▸ PAGE:
I Don’t Kiss On The First Date

If you are finding yourself hitting the wall in your seduction, where last minute resistance is coming out in the form of some quite obvious bullshit rules some girls say they have, then you may be falling into what I call technique reliance in game – if you have ever played a video game, let’s say NHL or other sporting games, you will know that some guys that dominate the game around you have found a couple of tricks that are dominant and effective to the point of you wanting to punch them in the face for using it over and over – that is until you learn to shut it down, and they’ve lost their creativity in order to quickly adjust to this new situation and overcome them. It can be the same for game. This post was inspired by Roosh‘s advice seeking from some girls that are giving him the ‘I don’t kiss a guy on the first night” rule. As he says, these are hardline rules with these girls and isn’t able to over come them. You can read his board here.

Now I’m not saying this is what is happening to Roosh, but I know it’s happened to me, and I’m sure many others. One of the things we do as men, is we find something that works, and we hone it, work on it, and refine it until it’s virtually perfect. We go out and game girls, and with plenty of success – we may SNL most of the girls we go out with by using these mastered techniques of seduction. You seem to get a few that have resistance or don’t fit into your ‘routine’ and you end up passing them off for a SNL or even a second date because you’re so used to getting laid with your proven technique on the first night. It is only when you start getting more and more of these types of girls that resist you, or act differently to your technique that makes you realize maybe you need to adjust. In the case of these rules, my belief that you cannot short circuit this if it comes up, the way that Roosh has described it. In my experience, even times when you’ve got as far as finger banging her, these foolish illogical rules will come up. In the case of being alone, you just need to keep plowing, but when you’re out on a date, this doesn’t necessarily work in the same way.

When you are getting this statement of rules, the girl is actually calling you out on your game up to that point. You are too focused on getting the bang, escalating too soon, too much, or she can read it all over your face (I’ve had that one said to me before – even though I made out with her right in the restaurant and outside on the street). What is happening here is that she’s been pulled out of your seduction, and even though she’s turned on, this gaffe has made her feel like she’s going to be used for only sex, and her defenses go up, in hopes that you’ll go out with her on another date and at least she won’t feel so slutty.

There are two tactics to use on these girls. The first is to identify them before you get into the escalation. You can usually spot them for being a bit more self conscious of their body langauge, they’ll keep their hands on the table or on their drink, and though they will be giving you signs of attraction, playing with her glass, smiling and laughing at your jokes etc. She will be reserved. The best way to tell this is when you take her hand, does she look down at both your hands as you take it? If she does, you need to adjust your escalation to accord her, because she’s the one that will come up with the rule at the end of the night. This can happen with a girl who is clearly into you, and clearly turned on, you see her eyes go glassy, she stares into your eyes when you talk, and looks at your lips when she’s not looking into her eyes. A girl who never checks her phone, or breaks concentration can still be reserved for a quick seduction. If you see the looking at the hand sign the adjustment you need to do, is subtly now divert your seduction away from escalation. You need to leave the escalation to the very last minutes of your date, or if you happen to get them alone. You should break off from escalation and focus hard on rapport and comfort building – you need to get her lost in the moment with you – then, when it’s time to bounce to a new venue (great strategy with these girls) you can briefly escalate by kissing her out on the street, and then breaking it off like nothing happened and proceed back to the rapport building at the new venue – after that, you can hold your escalation back, let it dangle on the tip of her mind whether you are going to make a move or not, and let it sit there until the very end. These girls love the push/pull technique and they get wet with the wonder of when you are going to take them. Escalating too soon or too hard will show your cards to her, and she’ll be aware that you’re already scheming to get her home.

▸ DATASET EXTRACT:
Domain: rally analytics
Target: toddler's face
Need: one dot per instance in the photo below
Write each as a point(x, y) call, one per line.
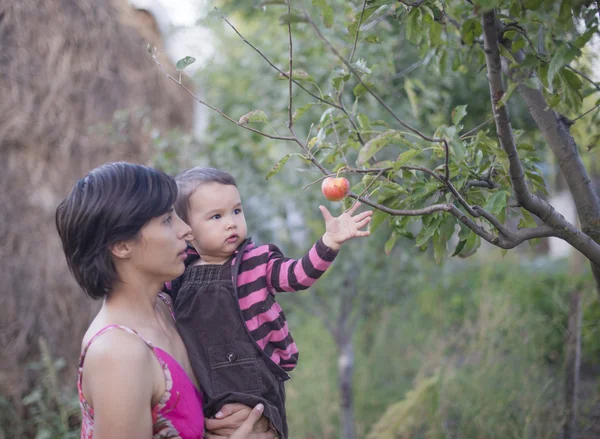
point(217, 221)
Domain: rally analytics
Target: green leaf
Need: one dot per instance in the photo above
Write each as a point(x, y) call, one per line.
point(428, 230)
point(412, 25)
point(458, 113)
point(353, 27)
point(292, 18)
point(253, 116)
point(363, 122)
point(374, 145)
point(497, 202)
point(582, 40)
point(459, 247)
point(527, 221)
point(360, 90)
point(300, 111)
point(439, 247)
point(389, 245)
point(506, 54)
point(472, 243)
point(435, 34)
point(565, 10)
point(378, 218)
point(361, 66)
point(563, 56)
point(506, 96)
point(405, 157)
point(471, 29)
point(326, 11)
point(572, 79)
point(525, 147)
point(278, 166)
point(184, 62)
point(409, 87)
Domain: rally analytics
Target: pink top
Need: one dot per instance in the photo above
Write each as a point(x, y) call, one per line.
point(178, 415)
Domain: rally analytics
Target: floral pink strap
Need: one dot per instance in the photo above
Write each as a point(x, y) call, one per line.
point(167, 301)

▸ TASK TO CARRY OUT: List each mistake that the first-date kissing post names when it says a girl who states her rule is calling out the man's game.

▸ ANSWER TO THE PROBLEM:
- Being too focused on getting the bang
- Escalating too soon
- Escalating too much
- Letting her read it all over your face